◆ Text shown ◆
#####
The Programme of Advancement Through Health and Education (PATH) is continuing its mission to better the life of the country’s most poor and vulnerable, through social assistance initiatives as well as the promotion of good health and education.
There are 243,000 beneficiaries registered with PATH, which is more than 100 per cent of the original target, when the programme was rolled out in 2002, with a target of 236,000. Speaking with JIS News, Director of PATH, Colette Roberts-Risden, explains that in 2006/07, there were approximately 220,000 registered beneficiaries but that this has increased by some 20,000 during the past year.
The breakdown of beneficiaries shows 71,000 in the zero to six age group; 110,000 in the six to 17 age group; 36,000 over the age of 60; 6,000 disabled persons; 1,000 pregnant and lactating women; and 18,000 poor relief beneficiaries. The Government recently expanded the target for the programme to 252,000 beneficiaries, “so we still have scope to add more persons,” Mrs. Roberts-Risden says.
Since inception, some $6 billion has been expended on the programme, and approximately $5.4 billion on benefits. The PATH Director notes that while the compliance rate averages some 87 per cent, one of the main areas where persons complain of having difficulty is in getting the children to school particularly in rural areas, as transportation costs are higher.
Mrs. Roberts-Risden says the problem affects children mainly at the secondary level, as these students have to travel much further than those at the basic and primary levels.
Under a pending US$40 million loan agreement with the World Bank, this, among other issues, will be addressed. The agreement will effect far-reaching reform of the social safety net system, under the second phase of the reform programme.
This phase will involve improvement of the effectiveness of PATH; building capacity for welfare to work; improving the administration of the public sector pension system; building capacity for the completion of pension reform; and the development of a holistic social protection strategy. Permanent Secretary in the Ministry of Information, Culture, Youth and Sport, Faith Innerarity, explained at a recent post-Cabinet press briefing that beneficiary families will still be provided with grants, but that “there will be some differentials in terms of what is given.”
This, she said, is related to the transition from primary to secondary school, as there are a number of students, who are unable to move on to the secondary level, because of financial issues. Specifically, at the grade seven level, PATH beneficiaries will be receiving a benefit that is 50 per cent higher than the normal core benefit provided under the programme. In addition, students who are moving on to grade 10 will receive a benefit that is 75 per cent higher than the core benefit.
Mrs. Innerarity said that of importance are the gender-related difficulties that had been identified, with males at a severe disadvantage in terms of educational attainment. Consequently, there will be a further incentive for boys, who will get a higher grant to encourage them to remain in school. There will also be a one-off grant or bonus for students moving to tertiary institutions.
#####
◆ Saved data entries ◆
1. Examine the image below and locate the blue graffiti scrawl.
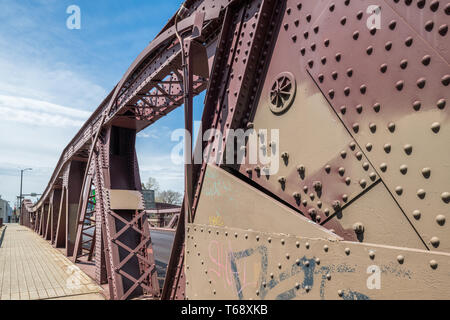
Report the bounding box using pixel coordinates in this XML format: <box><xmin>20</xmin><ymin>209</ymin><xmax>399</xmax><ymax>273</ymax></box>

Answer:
<box><xmin>229</xmin><ymin>246</ymin><xmax>369</xmax><ymax>300</ymax></box>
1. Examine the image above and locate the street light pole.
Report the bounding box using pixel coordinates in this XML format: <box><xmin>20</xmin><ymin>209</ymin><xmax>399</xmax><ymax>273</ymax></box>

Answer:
<box><xmin>19</xmin><ymin>168</ymin><xmax>33</xmax><ymax>218</ymax></box>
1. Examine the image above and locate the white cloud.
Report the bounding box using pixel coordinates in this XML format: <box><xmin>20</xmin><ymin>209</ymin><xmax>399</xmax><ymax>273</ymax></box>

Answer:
<box><xmin>0</xmin><ymin>95</ymin><xmax>91</xmax><ymax>127</ymax></box>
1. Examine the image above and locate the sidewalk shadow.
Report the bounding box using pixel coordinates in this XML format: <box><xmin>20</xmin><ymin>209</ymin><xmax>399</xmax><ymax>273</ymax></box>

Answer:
<box><xmin>0</xmin><ymin>225</ymin><xmax>8</xmax><ymax>248</ymax></box>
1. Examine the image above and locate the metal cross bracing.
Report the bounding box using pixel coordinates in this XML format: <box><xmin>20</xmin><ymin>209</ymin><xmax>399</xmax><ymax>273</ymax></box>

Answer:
<box><xmin>21</xmin><ymin>0</ymin><xmax>450</xmax><ymax>299</ymax></box>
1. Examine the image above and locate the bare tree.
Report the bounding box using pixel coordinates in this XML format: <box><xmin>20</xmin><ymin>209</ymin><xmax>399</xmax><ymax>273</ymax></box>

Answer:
<box><xmin>142</xmin><ymin>177</ymin><xmax>159</xmax><ymax>194</ymax></box>
<box><xmin>156</xmin><ymin>190</ymin><xmax>183</xmax><ymax>205</ymax></box>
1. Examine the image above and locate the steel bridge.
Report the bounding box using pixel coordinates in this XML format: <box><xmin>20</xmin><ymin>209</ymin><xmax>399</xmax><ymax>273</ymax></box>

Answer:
<box><xmin>21</xmin><ymin>0</ymin><xmax>450</xmax><ymax>299</ymax></box>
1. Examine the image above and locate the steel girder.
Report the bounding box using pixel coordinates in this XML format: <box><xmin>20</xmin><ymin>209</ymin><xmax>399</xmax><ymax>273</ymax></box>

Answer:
<box><xmin>23</xmin><ymin>0</ymin><xmax>450</xmax><ymax>299</ymax></box>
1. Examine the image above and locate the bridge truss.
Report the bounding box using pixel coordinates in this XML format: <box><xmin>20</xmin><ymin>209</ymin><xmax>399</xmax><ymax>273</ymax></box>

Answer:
<box><xmin>21</xmin><ymin>0</ymin><xmax>450</xmax><ymax>299</ymax></box>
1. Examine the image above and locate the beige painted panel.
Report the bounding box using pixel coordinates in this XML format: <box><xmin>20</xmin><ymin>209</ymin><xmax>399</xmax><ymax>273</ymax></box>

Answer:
<box><xmin>186</xmin><ymin>224</ymin><xmax>450</xmax><ymax>300</ymax></box>
<box><xmin>324</xmin><ymin>183</ymin><xmax>427</xmax><ymax>250</ymax></box>
<box><xmin>108</xmin><ymin>190</ymin><xmax>144</xmax><ymax>210</ymax></box>
<box><xmin>195</xmin><ymin>166</ymin><xmax>339</xmax><ymax>239</ymax></box>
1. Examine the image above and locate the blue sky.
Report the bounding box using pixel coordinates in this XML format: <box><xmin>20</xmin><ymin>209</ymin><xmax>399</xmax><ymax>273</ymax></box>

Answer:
<box><xmin>0</xmin><ymin>0</ymin><xmax>204</xmax><ymax>202</ymax></box>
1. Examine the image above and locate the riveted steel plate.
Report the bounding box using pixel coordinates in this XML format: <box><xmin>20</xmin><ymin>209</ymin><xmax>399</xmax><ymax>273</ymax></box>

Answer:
<box><xmin>384</xmin><ymin>0</ymin><xmax>450</xmax><ymax>62</ymax></box>
<box><xmin>108</xmin><ymin>190</ymin><xmax>144</xmax><ymax>210</ymax></box>
<box><xmin>323</xmin><ymin>183</ymin><xmax>427</xmax><ymax>250</ymax></box>
<box><xmin>195</xmin><ymin>165</ymin><xmax>340</xmax><ymax>239</ymax></box>
<box><xmin>239</xmin><ymin>1</ymin><xmax>378</xmax><ymax>230</ymax></box>
<box><xmin>299</xmin><ymin>1</ymin><xmax>450</xmax><ymax>251</ymax></box>
<box><xmin>186</xmin><ymin>224</ymin><xmax>450</xmax><ymax>300</ymax></box>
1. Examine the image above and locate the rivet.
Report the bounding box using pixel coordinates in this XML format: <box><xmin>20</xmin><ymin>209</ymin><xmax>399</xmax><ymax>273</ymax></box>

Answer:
<box><xmin>333</xmin><ymin>200</ymin><xmax>341</xmax><ymax>211</ymax></box>
<box><xmin>313</xmin><ymin>181</ymin><xmax>322</xmax><ymax>192</ymax></box>
<box><xmin>400</xmin><ymin>164</ymin><xmax>408</xmax><ymax>174</ymax></box>
<box><xmin>413</xmin><ymin>101</ymin><xmax>422</xmax><ymax>111</ymax></box>
<box><xmin>430</xmin><ymin>0</ymin><xmax>440</xmax><ymax>12</ymax></box>
<box><xmin>430</xmin><ymin>237</ymin><xmax>440</xmax><ymax>248</ymax></box>
<box><xmin>431</xmin><ymin>122</ymin><xmax>441</xmax><ymax>133</ymax></box>
<box><xmin>436</xmin><ymin>214</ymin><xmax>445</xmax><ymax>226</ymax></box>
<box><xmin>422</xmin><ymin>55</ymin><xmax>431</xmax><ymax>66</ymax></box>
<box><xmin>308</xmin><ymin>208</ymin><xmax>317</xmax><ymax>220</ymax></box>
<box><xmin>384</xmin><ymin>41</ymin><xmax>392</xmax><ymax>51</ymax></box>
<box><xmin>430</xmin><ymin>260</ymin><xmax>438</xmax><ymax>269</ymax></box>
<box><xmin>353</xmin><ymin>222</ymin><xmax>364</xmax><ymax>234</ymax></box>
<box><xmin>439</xmin><ymin>24</ymin><xmax>448</xmax><ymax>36</ymax></box>
<box><xmin>359</xmin><ymin>179</ymin><xmax>367</xmax><ymax>189</ymax></box>
<box><xmin>417</xmin><ymin>78</ymin><xmax>426</xmax><ymax>89</ymax></box>
<box><xmin>436</xmin><ymin>99</ymin><xmax>446</xmax><ymax>110</ymax></box>
<box><xmin>417</xmin><ymin>189</ymin><xmax>426</xmax><ymax>199</ymax></box>
<box><xmin>400</xmin><ymin>59</ymin><xmax>408</xmax><ymax>69</ymax></box>
<box><xmin>389</xmin><ymin>20</ymin><xmax>397</xmax><ymax>30</ymax></box>
<box><xmin>405</xmin><ymin>37</ymin><xmax>413</xmax><ymax>47</ymax></box>
<box><xmin>388</xmin><ymin>122</ymin><xmax>395</xmax><ymax>132</ymax></box>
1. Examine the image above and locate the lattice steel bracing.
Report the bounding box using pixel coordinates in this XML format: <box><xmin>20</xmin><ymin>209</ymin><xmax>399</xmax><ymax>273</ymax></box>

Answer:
<box><xmin>22</xmin><ymin>0</ymin><xmax>450</xmax><ymax>299</ymax></box>
<box><xmin>73</xmin><ymin>173</ymin><xmax>97</xmax><ymax>262</ymax></box>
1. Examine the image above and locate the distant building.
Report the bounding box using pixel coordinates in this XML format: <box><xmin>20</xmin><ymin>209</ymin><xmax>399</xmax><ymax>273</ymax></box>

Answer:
<box><xmin>0</xmin><ymin>196</ymin><xmax>12</xmax><ymax>223</ymax></box>
<box><xmin>142</xmin><ymin>190</ymin><xmax>156</xmax><ymax>210</ymax></box>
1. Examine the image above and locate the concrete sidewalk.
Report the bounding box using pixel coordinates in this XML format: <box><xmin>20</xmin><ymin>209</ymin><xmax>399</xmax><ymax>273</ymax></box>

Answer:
<box><xmin>0</xmin><ymin>224</ymin><xmax>105</xmax><ymax>300</ymax></box>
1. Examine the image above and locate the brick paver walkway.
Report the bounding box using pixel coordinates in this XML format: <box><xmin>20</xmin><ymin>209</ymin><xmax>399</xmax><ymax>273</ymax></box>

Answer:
<box><xmin>0</xmin><ymin>224</ymin><xmax>104</xmax><ymax>300</ymax></box>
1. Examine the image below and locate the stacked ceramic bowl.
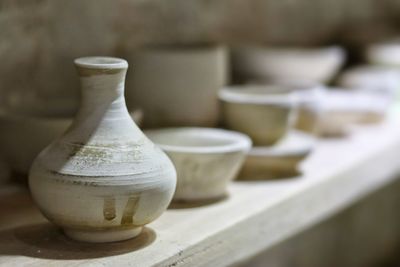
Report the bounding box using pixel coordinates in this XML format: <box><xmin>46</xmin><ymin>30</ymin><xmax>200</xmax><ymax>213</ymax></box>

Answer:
<box><xmin>232</xmin><ymin>45</ymin><xmax>345</xmax><ymax>83</ymax></box>
<box><xmin>127</xmin><ymin>45</ymin><xmax>251</xmax><ymax>204</ymax></box>
<box><xmin>0</xmin><ymin>101</ymin><xmax>142</xmax><ymax>182</ymax></box>
<box><xmin>219</xmin><ymin>85</ymin><xmax>319</xmax><ymax>179</ymax></box>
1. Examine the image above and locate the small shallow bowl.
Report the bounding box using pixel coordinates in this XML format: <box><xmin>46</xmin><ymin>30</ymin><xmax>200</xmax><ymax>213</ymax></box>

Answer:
<box><xmin>0</xmin><ymin>110</ymin><xmax>142</xmax><ymax>179</ymax></box>
<box><xmin>219</xmin><ymin>85</ymin><xmax>296</xmax><ymax>146</ymax></box>
<box><xmin>365</xmin><ymin>38</ymin><xmax>400</xmax><ymax>67</ymax></box>
<box><xmin>232</xmin><ymin>46</ymin><xmax>345</xmax><ymax>83</ymax></box>
<box><xmin>252</xmin><ymin>80</ymin><xmax>325</xmax><ymax>134</ymax></box>
<box><xmin>319</xmin><ymin>88</ymin><xmax>391</xmax><ymax>137</ymax></box>
<box><xmin>239</xmin><ymin>130</ymin><xmax>315</xmax><ymax>180</ymax></box>
<box><xmin>337</xmin><ymin>65</ymin><xmax>400</xmax><ymax>98</ymax></box>
<box><xmin>145</xmin><ymin>128</ymin><xmax>251</xmax><ymax>201</ymax></box>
#####
◆ Jobs ◆
• 1. Retype the stretch of the PATH article from "Mrs. Roberts-Risden says the" through "the reform programme.".
• 2. Answer these questions using the PATH article:
(a) How many beneficiaries are registered with PATH?
(b) How large is the pending loan agreement with the World Bank?
(c) How much higher than the core benefit will the benefit be for students moving on to grade 10?

◆ Responses ◆
• 1.
Mrs. Roberts-Risden says the problem affects children mainly at the secondary level, as these students have to travel much further than those at the basic and primary levels.
Under a pending US$40 million loan agreement with the World Bank, this, among other issues, will be addressed. The agreement will effect far-reaching reform of the social safety net system, under the second phase of the reform programme.

• 2.
(a) 243,000
(b) US$40 million
(c) 75 percent higher